After locating the line with "of the white", reproduce it and all following lines of the listing below exactly, stopping only at the final line.

=-=-=-=-=

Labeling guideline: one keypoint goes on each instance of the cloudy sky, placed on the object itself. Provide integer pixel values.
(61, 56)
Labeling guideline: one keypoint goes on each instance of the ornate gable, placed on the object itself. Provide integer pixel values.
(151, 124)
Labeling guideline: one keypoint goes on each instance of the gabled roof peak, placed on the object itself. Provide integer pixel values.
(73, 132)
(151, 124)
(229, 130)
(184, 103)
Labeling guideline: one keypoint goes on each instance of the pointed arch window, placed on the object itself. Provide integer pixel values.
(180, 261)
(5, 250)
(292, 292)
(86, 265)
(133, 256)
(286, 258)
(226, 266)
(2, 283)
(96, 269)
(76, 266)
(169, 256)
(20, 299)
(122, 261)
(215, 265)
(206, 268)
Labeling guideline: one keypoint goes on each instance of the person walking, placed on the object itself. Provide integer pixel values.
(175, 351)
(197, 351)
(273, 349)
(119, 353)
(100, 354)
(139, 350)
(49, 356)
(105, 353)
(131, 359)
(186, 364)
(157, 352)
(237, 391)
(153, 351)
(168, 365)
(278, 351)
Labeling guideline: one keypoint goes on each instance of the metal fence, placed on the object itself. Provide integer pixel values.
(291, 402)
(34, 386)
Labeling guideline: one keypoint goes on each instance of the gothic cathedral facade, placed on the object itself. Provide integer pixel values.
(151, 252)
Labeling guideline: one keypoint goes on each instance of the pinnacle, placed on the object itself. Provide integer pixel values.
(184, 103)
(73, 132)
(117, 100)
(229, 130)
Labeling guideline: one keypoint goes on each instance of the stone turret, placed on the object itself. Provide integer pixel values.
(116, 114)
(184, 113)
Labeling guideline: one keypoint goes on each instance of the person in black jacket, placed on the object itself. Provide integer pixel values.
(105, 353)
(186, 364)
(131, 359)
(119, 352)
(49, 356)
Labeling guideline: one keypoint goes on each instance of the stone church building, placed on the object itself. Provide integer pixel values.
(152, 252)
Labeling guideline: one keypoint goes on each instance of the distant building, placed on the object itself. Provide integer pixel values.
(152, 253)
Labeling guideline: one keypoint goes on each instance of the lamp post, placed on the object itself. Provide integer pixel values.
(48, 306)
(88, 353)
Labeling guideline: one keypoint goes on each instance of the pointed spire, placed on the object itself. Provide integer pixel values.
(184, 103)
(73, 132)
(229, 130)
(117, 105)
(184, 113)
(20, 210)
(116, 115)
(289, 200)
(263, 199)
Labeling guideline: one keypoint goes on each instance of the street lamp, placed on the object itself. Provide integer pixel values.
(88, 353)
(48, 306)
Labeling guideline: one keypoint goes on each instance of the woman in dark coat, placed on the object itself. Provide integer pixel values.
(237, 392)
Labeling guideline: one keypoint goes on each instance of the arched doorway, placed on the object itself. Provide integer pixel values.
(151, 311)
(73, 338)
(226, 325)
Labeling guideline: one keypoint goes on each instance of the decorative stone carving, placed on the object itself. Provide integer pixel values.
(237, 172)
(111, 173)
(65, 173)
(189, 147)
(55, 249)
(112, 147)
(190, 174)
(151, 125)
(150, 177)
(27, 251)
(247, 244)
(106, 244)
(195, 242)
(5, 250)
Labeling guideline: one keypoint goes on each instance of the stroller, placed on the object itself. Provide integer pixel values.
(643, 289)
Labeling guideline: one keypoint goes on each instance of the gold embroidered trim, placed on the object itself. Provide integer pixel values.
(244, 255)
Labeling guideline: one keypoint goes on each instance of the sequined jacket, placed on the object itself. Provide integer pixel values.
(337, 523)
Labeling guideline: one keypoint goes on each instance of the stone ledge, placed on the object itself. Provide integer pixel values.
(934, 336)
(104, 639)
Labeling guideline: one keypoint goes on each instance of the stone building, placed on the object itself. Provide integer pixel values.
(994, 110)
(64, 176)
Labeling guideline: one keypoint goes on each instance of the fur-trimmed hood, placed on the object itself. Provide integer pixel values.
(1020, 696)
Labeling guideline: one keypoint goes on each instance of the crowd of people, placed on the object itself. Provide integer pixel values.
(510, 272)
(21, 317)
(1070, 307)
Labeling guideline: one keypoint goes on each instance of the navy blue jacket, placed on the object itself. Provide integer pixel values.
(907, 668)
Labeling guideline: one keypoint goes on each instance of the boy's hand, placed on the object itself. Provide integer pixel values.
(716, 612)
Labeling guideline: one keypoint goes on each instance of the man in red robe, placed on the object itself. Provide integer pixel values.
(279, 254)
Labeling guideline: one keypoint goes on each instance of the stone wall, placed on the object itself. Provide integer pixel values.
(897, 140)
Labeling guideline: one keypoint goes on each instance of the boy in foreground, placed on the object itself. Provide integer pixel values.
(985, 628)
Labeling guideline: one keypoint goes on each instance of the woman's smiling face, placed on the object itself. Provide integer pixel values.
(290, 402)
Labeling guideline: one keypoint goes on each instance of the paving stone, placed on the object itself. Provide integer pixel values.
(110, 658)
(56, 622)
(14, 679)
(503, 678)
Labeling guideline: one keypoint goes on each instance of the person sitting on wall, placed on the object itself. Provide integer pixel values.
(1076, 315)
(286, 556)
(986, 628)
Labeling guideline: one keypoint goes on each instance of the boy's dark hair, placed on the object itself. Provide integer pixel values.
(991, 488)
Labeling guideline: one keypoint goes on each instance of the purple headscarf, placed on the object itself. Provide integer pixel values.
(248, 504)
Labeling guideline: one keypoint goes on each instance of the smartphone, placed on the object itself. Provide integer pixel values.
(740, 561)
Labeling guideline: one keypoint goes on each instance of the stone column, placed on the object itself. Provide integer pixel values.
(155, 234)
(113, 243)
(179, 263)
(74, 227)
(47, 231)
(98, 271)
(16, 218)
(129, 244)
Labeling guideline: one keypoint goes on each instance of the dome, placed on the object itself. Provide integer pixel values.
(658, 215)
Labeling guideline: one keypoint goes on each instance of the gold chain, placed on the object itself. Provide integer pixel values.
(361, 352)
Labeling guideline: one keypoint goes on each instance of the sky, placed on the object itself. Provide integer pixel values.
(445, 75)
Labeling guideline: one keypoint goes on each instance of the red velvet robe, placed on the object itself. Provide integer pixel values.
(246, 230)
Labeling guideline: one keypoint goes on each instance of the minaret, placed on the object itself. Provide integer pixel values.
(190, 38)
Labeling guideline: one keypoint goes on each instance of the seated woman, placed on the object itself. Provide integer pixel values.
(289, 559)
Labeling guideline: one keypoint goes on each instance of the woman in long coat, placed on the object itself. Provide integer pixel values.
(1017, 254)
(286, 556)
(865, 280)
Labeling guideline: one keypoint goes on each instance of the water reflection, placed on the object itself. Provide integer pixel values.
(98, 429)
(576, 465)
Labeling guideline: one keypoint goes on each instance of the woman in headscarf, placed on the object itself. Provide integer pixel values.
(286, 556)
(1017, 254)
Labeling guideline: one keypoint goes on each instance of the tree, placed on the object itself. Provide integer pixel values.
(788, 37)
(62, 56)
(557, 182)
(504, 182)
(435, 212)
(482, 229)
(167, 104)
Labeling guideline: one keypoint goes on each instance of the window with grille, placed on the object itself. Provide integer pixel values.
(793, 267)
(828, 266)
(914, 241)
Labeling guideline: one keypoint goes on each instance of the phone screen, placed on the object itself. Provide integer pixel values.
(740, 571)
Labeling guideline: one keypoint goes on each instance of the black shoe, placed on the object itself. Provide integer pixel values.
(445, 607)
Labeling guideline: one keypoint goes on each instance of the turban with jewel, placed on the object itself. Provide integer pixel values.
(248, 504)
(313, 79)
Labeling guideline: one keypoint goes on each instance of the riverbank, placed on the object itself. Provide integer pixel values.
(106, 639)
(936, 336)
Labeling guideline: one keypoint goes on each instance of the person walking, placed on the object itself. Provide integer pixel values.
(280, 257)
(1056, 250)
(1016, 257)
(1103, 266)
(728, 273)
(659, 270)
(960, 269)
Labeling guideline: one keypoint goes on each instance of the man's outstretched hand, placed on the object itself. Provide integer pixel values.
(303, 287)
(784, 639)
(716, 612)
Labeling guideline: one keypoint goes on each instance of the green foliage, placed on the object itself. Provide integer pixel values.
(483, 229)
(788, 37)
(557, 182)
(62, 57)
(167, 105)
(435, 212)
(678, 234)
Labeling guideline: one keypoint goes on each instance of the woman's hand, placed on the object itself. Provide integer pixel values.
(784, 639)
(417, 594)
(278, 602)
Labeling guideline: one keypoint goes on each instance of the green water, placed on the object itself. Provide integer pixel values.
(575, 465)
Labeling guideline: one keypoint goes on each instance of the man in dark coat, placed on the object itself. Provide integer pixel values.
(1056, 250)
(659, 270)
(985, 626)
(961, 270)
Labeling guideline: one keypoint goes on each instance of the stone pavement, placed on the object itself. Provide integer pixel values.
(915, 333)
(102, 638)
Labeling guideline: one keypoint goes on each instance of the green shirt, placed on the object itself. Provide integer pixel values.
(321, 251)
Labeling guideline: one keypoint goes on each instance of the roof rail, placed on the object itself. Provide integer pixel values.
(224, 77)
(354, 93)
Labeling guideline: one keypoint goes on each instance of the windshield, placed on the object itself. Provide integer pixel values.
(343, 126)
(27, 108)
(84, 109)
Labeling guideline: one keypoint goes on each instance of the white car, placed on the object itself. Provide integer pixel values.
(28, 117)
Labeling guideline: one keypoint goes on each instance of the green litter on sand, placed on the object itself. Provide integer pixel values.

=-=-=-=-=

→ Finished task:
Labeling guideline: one keypoint goes on each instance of the white car, placed on the object itself. Provide integer pixel values.
(28, 117)
Labeling guideline: one keypoint goes on each instance of the green litter on sand, placed on the object itself. Provide integer pixel values.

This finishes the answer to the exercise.